■ TEXT SEGMENT

-*-*-

I’ve been writing and thinking a lot lately about getting old. It’s because it happens so damned fast.
I love to read advice columns about how to deal with those you love who are suffering from the terminal condition of old age. The columnists are always of a younger generation. So it’s, how to deal with Mom and Dad, never how to deal with ME. So, here’s a hint to those writers, it will soon be you. Sooner than you think!
It’s sort of like the gravestones that say something silly like always in our hearts. Always? Folks, heed me carefully, for none of us is there an always. Better to write something more honest when composing messages for those stones. Something akin to always in our hearts when WE were alive. Only the stones are eternal and often they don’t survive in the same shape as they were born either.
It’s not just my husband’s very recent 80th birthday that got me to thinking about age. It’s just about everything. How I look and how I think. I do repeat myself. I know it. As the words come pouring out of this or that story, I often ask these days, did I tell you this already? Or, in its reverse, did I forget to tell you?
I write down appointments now. Probably it was always a good idea but now it’s an imperative.
And the stairs. In recent memory I despised elevators and easily climbed up 8 floors. Now elevators are my friends. I can’t climb more than 3 stories and that’s an effort. I know. It’ll get worse! That’s the real meaning of old age. Whatever is bad gets worse.
Oh, and the dying! My peers and I are getting close. Doctor visits are replacing careers. Medicines line the shelves and those handy little plastic pill cases are filling up fast. Do the pills relate well to each other? Not always. And worst of all, dying at our age, at my age, is no longer a tragedy. It’s a shrug.
Is there something good I can say about getting old? My mother z”l used to quote Robert Browning’s famous words: grow old along with me; the best is yet to be. Was he ever wrong! And my mother, whose final days were not so easy, used to chuckle at her innocence when she quoted Browning. Often, she learned, the best is what was, not what will be.
I guess one of the hardest things is that making plans is entering such an unknown arena. I really admire people my age who plan a trip for a year hence. Sure they can take insurance but they never expect to use it. It’s all worked out. They’re going on that cruise. Period. Will life intervene? They think not. I’m not so sure!
So, what’s it all about, these lives we lead. For sure they’re complicated. And oh so hard to evaluate. Can’t really do that until it’s over since curved balls are everywhere. So, I can say, now, today, that my father z”l had a good life. Even a great life! He had a glorious and long lasting marriage and lived to enjoy numerous great-grandchildren. He lived in good health, without glasses or dentures, until almost 98. He endured no chronic illnesses nor any tragedies. In his 90s he climbed stairs, read and watched basketball games on TV and walked endlessly in the hot Israeli sun. And he was the eternal optimist. Unlike this daughter! Life never let him down.
But I’ve known others who’ve seemed to have it all and then, suddenly, something horrific happens. Bad things are always happening. Things that suddenly change a good life into a sad life.
So we all roll with the punches and try to come back for more. Getting old is not the problem. Getting old is the destination. But why does it have to happen so damned fast?

-*-*-

■ TASK REQUIREMENTS
Please explain, in one to three sentences, why the essay on getting old says a life can't really be evaluated until it's over.

■ INFORMATION

-*-*-

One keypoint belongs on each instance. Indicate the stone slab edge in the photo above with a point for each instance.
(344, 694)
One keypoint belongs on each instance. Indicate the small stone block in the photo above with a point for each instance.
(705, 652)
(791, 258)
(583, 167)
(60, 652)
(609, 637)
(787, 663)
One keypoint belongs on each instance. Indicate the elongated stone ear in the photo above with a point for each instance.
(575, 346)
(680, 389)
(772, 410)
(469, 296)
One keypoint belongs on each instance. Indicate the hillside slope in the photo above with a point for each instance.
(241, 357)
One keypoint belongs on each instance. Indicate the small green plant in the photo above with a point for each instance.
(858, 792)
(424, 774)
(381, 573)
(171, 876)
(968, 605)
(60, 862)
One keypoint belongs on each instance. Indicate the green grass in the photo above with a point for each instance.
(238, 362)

-*-*-

■ RESULT BELOW
Curved balls are everywhere. Even people who seem to have it all can suddenly face something horrific that turns a good life into a sad one.